* Directions for this task
Leave out the pictures and output the data verbatim.

* Material for the task
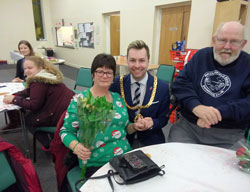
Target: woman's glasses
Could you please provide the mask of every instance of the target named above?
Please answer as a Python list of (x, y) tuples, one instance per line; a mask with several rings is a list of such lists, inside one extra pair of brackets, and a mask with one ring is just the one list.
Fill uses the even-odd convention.
[(113, 72), (110, 72), (110, 71), (105, 72), (105, 71), (102, 71), (102, 70), (96, 70), (95, 73), (96, 73), (96, 75), (98, 77), (103, 77), (104, 74), (106, 74), (106, 76), (109, 77), (109, 78), (113, 77)]

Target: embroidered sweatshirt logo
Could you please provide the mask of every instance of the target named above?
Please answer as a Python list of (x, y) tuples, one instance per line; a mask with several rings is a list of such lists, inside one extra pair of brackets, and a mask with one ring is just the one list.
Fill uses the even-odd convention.
[(217, 98), (228, 91), (231, 87), (231, 80), (227, 75), (214, 70), (203, 75), (200, 85), (206, 93)]

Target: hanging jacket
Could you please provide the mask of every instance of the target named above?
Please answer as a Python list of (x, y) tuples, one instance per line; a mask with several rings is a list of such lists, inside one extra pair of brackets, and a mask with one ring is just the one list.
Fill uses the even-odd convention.
[(21, 187), (18, 191), (42, 192), (40, 181), (30, 159), (25, 158), (16, 146), (5, 142), (1, 137), (0, 151), (6, 151), (10, 158), (11, 167)]

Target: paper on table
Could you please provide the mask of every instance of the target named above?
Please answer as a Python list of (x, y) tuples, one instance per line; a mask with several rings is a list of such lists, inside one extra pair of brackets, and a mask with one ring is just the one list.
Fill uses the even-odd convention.
[(18, 52), (15, 52), (15, 51), (11, 51), (10, 52), (10, 57), (11, 59), (13, 59), (14, 61), (18, 61), (19, 59), (22, 59), (24, 58), (24, 56)]
[(17, 105), (3, 103), (3, 98), (4, 98), (4, 95), (6, 94), (13, 94), (18, 91), (22, 91), (24, 89), (23, 84), (22, 83), (0, 83), (0, 87), (1, 87), (0, 88), (0, 111), (19, 109), (20, 107)]

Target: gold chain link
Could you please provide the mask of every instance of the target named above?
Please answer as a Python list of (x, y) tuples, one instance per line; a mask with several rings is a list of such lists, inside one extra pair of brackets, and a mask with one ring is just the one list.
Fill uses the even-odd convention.
[(150, 105), (152, 105), (152, 103), (153, 103), (153, 101), (154, 101), (154, 98), (155, 98), (155, 93), (156, 93), (156, 88), (157, 88), (157, 77), (154, 76), (154, 88), (153, 88), (152, 95), (151, 95), (151, 98), (150, 98), (148, 104), (147, 104), (147, 105), (139, 105), (139, 106), (137, 105), (137, 106), (134, 106), (134, 107), (131, 107), (130, 105), (128, 105), (128, 103), (127, 103), (127, 101), (126, 101), (126, 99), (125, 99), (124, 86), (123, 86), (123, 77), (124, 77), (124, 75), (122, 75), (122, 76), (120, 77), (121, 96), (122, 96), (122, 98), (124, 99), (127, 108), (129, 108), (129, 109), (131, 109), (131, 110), (149, 108)]

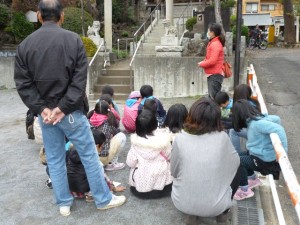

* Expected output
Target: woman's glasses
Could you please provide the mask of every instance of the target named above?
Please answer as a Python list of (x, y) tuples, one instance per line; a mask with several rings is a list of such lists, inside one extra pair of brackets, and a mask with one ring is just the one list.
Fill uses the even-odd convention.
[(113, 72), (110, 72), (110, 71), (105, 72), (105, 71), (102, 71), (102, 70), (96, 70), (95, 73), (96, 73), (96, 75), (98, 77), (103, 77), (104, 74), (106, 74), (106, 76), (109, 77), (109, 78), (113, 77)]

Target: embroidered sweatshirt logo
Could you please provide the mask of every instance of the target named above?
Please answer as a Python list of (x, y) tuples, one instance per line; a mask with several rings is a list of such lists, inside one extra pair of brackets, and a mask with one ring is just the one list.
Fill uses the even-odd convention.
[(217, 98), (228, 91), (231, 87), (231, 80), (227, 75), (214, 70), (203, 75), (200, 85), (206, 93)]

Target: hanging jacket
Could you please provide the mask of every instance of the target named above?
Please answer as a Python list of (x, y) tuples, one instance per line; a mask with several rings is a list of such lists, inside one extra pair of brackets, and a mask with one ring is just the one list.
Fill uses the even-odd convention.
[(21, 187), (18, 191), (42, 192), (40, 181), (30, 159), (25, 158), (16, 146), (5, 142), (1, 137), (0, 151), (6, 151), (10, 158), (11, 167)]

Target: paper on table
Could you please provide the mask of every instance of the target named above?
Please answer as a Python list of (x, y) tuples, one instance per line; a mask with several rings is a list of such lists, inside one extra pair of brackets, and a mask with one ring is just the one list.
Fill uses the even-odd convention.
[(18, 52), (15, 52), (15, 51), (11, 51), (10, 52), (10, 57), (11, 59), (13, 59), (14, 61), (18, 61), (19, 59), (22, 59), (24, 58), (24, 56)]
[(17, 105), (3, 103), (3, 98), (4, 98), (4, 95), (6, 94), (13, 94), (18, 91), (22, 91), (24, 89), (23, 84), (22, 83), (0, 83), (0, 87), (1, 87), (0, 88), (0, 111), (19, 109), (20, 107)]

Target: gold chain link
Could you please provide the mask of every instance of the target named above?
Please answer as a Python list of (x, y) tuples, one instance per line; a mask with several rings is a list of such lists, inside one extra pair of brackets, and a mask with one ring is just the one list.
Fill uses the even-odd convention.
[(150, 105), (152, 105), (152, 103), (153, 103), (153, 101), (154, 101), (154, 98), (155, 98), (155, 93), (156, 93), (156, 88), (157, 88), (157, 77), (154, 76), (154, 88), (153, 88), (152, 95), (151, 95), (151, 98), (150, 98), (148, 104), (147, 104), (147, 105), (139, 105), (139, 106), (137, 105), (137, 106), (134, 106), (134, 107), (131, 107), (130, 105), (128, 105), (128, 103), (127, 103), (127, 101), (126, 101), (126, 99), (125, 99), (124, 86), (123, 86), (123, 77), (124, 77), (124, 75), (122, 75), (122, 76), (120, 77), (121, 96), (122, 96), (122, 98), (124, 99), (127, 108), (129, 108), (129, 109), (131, 109), (131, 110), (149, 108)]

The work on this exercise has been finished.